### PROBLEM TO SOLVE
Leaving the pictures aside, repeat the entries exactly.

### DATA FOR THE TASK
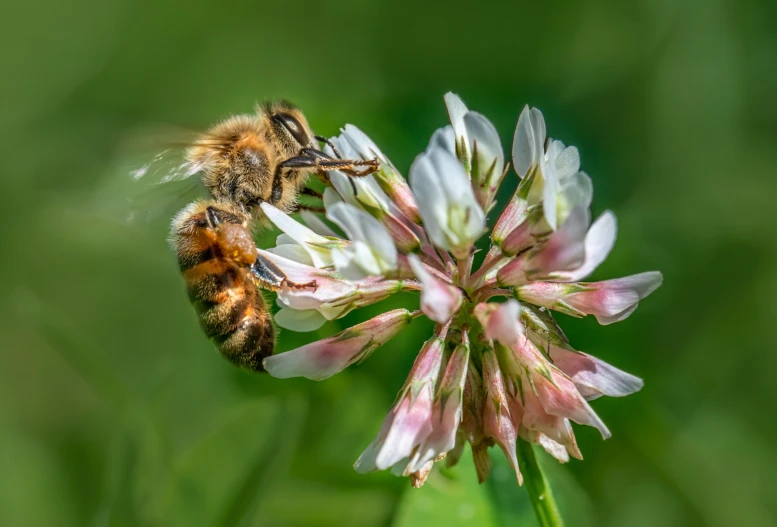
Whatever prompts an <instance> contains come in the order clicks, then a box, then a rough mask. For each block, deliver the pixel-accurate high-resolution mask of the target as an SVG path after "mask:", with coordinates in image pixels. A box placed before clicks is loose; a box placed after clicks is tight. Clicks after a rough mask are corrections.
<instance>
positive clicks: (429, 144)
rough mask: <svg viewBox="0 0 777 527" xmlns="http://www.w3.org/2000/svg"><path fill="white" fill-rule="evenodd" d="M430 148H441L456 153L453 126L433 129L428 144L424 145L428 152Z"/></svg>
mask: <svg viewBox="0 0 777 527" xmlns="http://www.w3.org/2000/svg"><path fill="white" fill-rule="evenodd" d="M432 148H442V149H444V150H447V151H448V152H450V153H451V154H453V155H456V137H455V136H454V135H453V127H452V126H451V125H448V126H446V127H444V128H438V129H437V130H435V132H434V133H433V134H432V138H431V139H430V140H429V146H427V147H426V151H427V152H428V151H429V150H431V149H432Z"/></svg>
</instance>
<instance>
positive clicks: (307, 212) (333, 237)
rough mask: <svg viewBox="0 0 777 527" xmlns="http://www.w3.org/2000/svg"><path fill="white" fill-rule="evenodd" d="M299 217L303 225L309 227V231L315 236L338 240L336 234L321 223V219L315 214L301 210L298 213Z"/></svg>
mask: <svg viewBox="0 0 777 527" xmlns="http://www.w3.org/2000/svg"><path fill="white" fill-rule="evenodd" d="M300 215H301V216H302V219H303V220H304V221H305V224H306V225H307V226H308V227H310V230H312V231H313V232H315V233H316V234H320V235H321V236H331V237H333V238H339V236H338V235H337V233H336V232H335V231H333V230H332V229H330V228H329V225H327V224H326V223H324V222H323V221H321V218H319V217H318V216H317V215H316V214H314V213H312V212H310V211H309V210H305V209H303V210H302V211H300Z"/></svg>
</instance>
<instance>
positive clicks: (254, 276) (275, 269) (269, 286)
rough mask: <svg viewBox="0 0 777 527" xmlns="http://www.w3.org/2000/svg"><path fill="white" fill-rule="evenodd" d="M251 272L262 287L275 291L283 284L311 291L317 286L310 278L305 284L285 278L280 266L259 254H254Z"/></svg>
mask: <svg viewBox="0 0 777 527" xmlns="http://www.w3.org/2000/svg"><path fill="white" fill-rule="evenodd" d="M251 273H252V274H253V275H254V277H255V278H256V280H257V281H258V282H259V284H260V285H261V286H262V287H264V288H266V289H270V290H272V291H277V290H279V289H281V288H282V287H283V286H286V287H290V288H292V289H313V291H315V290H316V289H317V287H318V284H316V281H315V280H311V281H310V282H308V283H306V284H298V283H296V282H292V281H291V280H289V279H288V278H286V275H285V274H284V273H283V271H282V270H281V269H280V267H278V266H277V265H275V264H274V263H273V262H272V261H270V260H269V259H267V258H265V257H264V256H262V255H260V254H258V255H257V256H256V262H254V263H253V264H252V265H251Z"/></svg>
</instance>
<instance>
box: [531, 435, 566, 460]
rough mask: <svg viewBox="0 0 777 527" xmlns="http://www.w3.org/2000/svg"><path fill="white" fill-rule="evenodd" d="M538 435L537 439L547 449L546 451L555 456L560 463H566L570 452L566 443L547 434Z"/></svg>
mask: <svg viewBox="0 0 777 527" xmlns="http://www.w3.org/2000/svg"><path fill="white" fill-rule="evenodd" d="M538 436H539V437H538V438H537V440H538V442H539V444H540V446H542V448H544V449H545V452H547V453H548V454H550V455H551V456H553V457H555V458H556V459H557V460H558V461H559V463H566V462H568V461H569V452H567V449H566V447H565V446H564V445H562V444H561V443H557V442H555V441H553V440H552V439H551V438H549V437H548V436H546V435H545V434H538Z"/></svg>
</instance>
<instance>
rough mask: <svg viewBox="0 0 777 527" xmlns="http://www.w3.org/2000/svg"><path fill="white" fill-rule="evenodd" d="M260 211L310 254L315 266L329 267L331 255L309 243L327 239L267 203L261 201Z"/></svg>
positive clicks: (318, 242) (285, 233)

### REPLY TO THE TASK
Whatever prompts an <instance> contains come in the order clicks, then a box, then a rough mask. For each block, deliver the pixel-accurate high-resolution mask of the target as an SVG path after "mask:", with coordinates in image pixels. A box placed before clicks is loose; a box placed after clicks is tight. Clicks after a rough mask are corrections.
<instance>
positive clicks: (429, 144)
rough mask: <svg viewBox="0 0 777 527" xmlns="http://www.w3.org/2000/svg"><path fill="white" fill-rule="evenodd" d="M430 148H441L456 153L453 126L433 129L428 144L424 145L428 152Z"/></svg>
mask: <svg viewBox="0 0 777 527" xmlns="http://www.w3.org/2000/svg"><path fill="white" fill-rule="evenodd" d="M432 148H442V149H444V150H447V151H448V152H450V153H451V154H453V155H456V137H455V136H454V135H453V127H452V126H451V125H448V126H446V127H444V128H438V129H437V130H435V132H434V133H433V134H432V138H431V139H430V140H429V146H427V147H426V151H427V152H428V151H429V150H431V149H432Z"/></svg>
</instance>
<instance>
positive clicks: (307, 212) (333, 237)
rough mask: <svg viewBox="0 0 777 527" xmlns="http://www.w3.org/2000/svg"><path fill="white" fill-rule="evenodd" d="M299 217L303 225L309 227V231L315 236L338 240L336 234L321 223V219L315 214L301 210L298 213Z"/></svg>
mask: <svg viewBox="0 0 777 527" xmlns="http://www.w3.org/2000/svg"><path fill="white" fill-rule="evenodd" d="M300 215H301V216H302V219H303V220H304V221H305V224H306V225H307V226H308V227H310V230H312V231H313V232H315V233H316V234H320V235H321V236H331V237H333V238H339V236H338V235H337V233H336V232H335V231H333V230H332V229H330V228H329V225H327V224H326V223H324V222H323V221H321V218H319V217H318V216H317V215H316V214H314V213H312V212H310V211H309V210H305V209H303V210H302V211H300Z"/></svg>
</instance>
<instance>
positive clicks: (254, 276) (275, 269) (269, 286)
rough mask: <svg viewBox="0 0 777 527" xmlns="http://www.w3.org/2000/svg"><path fill="white" fill-rule="evenodd" d="M251 272L262 287L275 291L283 284L311 291L317 286L310 278L305 284L285 278L280 266L259 254H254Z"/></svg>
mask: <svg viewBox="0 0 777 527" xmlns="http://www.w3.org/2000/svg"><path fill="white" fill-rule="evenodd" d="M251 273H252V274H253V275H254V277H255V278H256V280H257V281H258V282H259V284H260V285H261V286H262V287H264V288H266V289H270V290H272V291H277V290H279V289H281V288H282V287H283V286H286V287H290V288H292V289H313V291H315V290H316V289H317V287H318V284H316V281H315V280H311V281H310V282H308V283H306V284H298V283H296V282H292V281H291V280H289V279H288V278H286V275H285V274H284V273H283V271H282V270H281V269H280V267H278V266H277V265H275V264H274V263H273V262H272V261H270V260H269V259H267V258H265V257H264V256H262V255H260V254H258V255H257V256H256V262H254V263H253V264H252V265H251Z"/></svg>
</instance>
<instance>
box: [531, 435, 566, 460]
rough mask: <svg viewBox="0 0 777 527" xmlns="http://www.w3.org/2000/svg"><path fill="white" fill-rule="evenodd" d="M538 435L537 439L547 449L546 451L555 456L560 463H566L570 452L566 443L547 434Z"/></svg>
mask: <svg viewBox="0 0 777 527" xmlns="http://www.w3.org/2000/svg"><path fill="white" fill-rule="evenodd" d="M538 436H539V437H538V438H537V440H538V442H539V444H540V446H542V448H544V449H545V452H547V453H548V454H550V455H551V456H553V457H555V458H556V459H557V460H558V461H559V463H566V462H568V461H569V452H567V449H566V447H565V446H564V445H562V444H561V443H557V442H555V441H553V440H552V439H551V438H549V437H548V436H546V435H545V434H538Z"/></svg>
</instance>
<instance>
rough mask: <svg viewBox="0 0 777 527" xmlns="http://www.w3.org/2000/svg"><path fill="white" fill-rule="evenodd" d="M260 211L310 254L315 266L329 267L331 255L309 243L327 239L267 203L261 201Z"/></svg>
positive clicks: (318, 242) (285, 233)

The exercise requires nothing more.